**About this exercise**
The records follow. Count the lines holding "kiwi" and give only the number.
^^^^
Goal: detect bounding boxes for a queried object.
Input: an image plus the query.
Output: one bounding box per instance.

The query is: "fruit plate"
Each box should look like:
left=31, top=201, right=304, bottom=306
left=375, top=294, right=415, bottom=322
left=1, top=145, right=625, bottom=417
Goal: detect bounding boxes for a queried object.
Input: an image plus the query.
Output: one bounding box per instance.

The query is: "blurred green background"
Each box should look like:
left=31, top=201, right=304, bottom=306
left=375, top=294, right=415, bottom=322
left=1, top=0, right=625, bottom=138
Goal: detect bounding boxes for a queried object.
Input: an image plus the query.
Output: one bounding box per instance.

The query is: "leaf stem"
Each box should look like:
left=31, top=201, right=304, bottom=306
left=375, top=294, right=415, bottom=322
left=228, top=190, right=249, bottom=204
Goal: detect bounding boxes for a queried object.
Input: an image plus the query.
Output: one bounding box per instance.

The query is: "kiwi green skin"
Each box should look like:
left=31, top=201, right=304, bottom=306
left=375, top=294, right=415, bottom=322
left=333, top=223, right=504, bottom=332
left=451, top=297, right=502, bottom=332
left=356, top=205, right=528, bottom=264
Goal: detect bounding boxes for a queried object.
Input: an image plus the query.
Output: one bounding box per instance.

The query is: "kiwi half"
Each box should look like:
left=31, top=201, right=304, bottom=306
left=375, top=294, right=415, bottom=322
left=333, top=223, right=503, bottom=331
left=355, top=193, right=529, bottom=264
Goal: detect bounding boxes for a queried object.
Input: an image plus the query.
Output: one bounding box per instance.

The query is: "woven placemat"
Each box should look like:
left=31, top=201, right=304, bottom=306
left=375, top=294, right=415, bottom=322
^^^^
**Answer for the task**
2